╭─ ESTRATTO DELLA FONTE

Secondo i giudici amministrativi, nel pubblico impiego, i reiterati dinieghi alle domande di trasferimento presentate dal lavoratore (nella fattispecie in considerazione ben dodici) possono essere ritenuti sintomatici della sussistenza di una fattispecie di mobbing a condizione che ricorrente fornisca la prova che i dinieghi medesimi esulino dall'ordinaria gestione del rapporto di lavoro ed ineriscano nell'ambito di un sovrastante ed unitario disegno vessatorio e persecutorio posto in essere dall'amministrazione esclusivamente ed intenzionalmente in suo danno. 

  Infatti, prosegue la sentenza, nel lavoro pubblico, ai fini della configurabilità della condotta lesiva del datore di lavoro, oltre a dover essere accertata la presenza dei consueti elementi costitutivi del mobbing (molteplicità di comportamenti, evento lesivo della salute psicofisica, nesso eziologico tra condotta e lesione, prova dell'intento persecutorio), è altresì indispensabile che, sotto il profilo oggettivo, sifornisca la prova dell'esistenza di un disegno persecutorio tale da rendere tutti gli atti dell'amministrazione, compiuti in esecuzione del sovrastante disegno, non funzionali all'interesse generale a cui sono normalmente diretti.

╰─
╭─ MATERIALE FORNITO

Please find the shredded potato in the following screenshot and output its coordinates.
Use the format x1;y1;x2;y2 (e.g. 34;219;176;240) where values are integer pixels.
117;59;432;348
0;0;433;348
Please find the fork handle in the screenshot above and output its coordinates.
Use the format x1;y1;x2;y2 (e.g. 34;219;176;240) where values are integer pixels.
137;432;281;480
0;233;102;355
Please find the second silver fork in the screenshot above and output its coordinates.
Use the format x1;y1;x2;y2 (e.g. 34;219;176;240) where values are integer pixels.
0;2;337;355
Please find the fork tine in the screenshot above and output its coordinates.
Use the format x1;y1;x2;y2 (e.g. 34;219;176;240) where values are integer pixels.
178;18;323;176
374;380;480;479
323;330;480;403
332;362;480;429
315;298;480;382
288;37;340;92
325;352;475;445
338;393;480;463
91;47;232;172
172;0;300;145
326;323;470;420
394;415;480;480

╰─

COSA FARE:
[A] Trascrivi fedelmente il passo del testo sul mobbing nel pubblico impiego, partendo da "Infatti, prosegue la" e arrivando fino a "sono normalmente diretti.".
[B] Riprendi il testo sul mobbing nel pubblico impiego dal punto in cui si ferma e proseguilo.

RISPOSTE SCRITTE:
[A]
Infatti, prosegue la sentenza, nel lavoro pubblico, ai fini della configurabilità della condotta lesiva del datore di lavoro, oltre a dover essere accertata la presenza dei consueti elementi costitutivi del mobbing (molteplicità di comportamenti, evento lesivo della salute psicofisica, nesso eziologico tra condotta e lesione, prova dell'intento persecutorio), è altresì indispensabile che, sotto il profilo oggettivo, sifornisca la prova dell'esistenza di un disegno persecutorio tale da rendere tutti gli atti dell'amministrazione, compiuti in esecuzione del sovrastante disegno, non funzionali all'interesse generale a cui sono normalmente diretti.

[B]
Il lavoratore non può, dunque, limitarsi, davanti al giudice, ad allegare l'esistenza di specifici atti illegittimi, ma deve quanto meno evidenziare qualche concreto elemento di base dal quale il giudice amministrativo possa verificare la sussistenza nei suoi confronti di un più complessivo disegno preordinato alla vessazione o alla prevaricazione.

Nella fattispecie in considerazione il lavoratore avrebbe, dunque, dovuto dimostrare che i dinieghi di trasferimento, in risposta alle dodici istanze presentate, rientrassero in un più ampio e preordinato progetto persecutorio che l'amministrazione aveva posto in essere al fine di danneggiarlo, ma, non avendo assolto tale onere, il Consiglio di Stato ha ritenuto tali atti afferenti alla fisiologica gestione del rapporto di lavoro, rigettando il ricorso.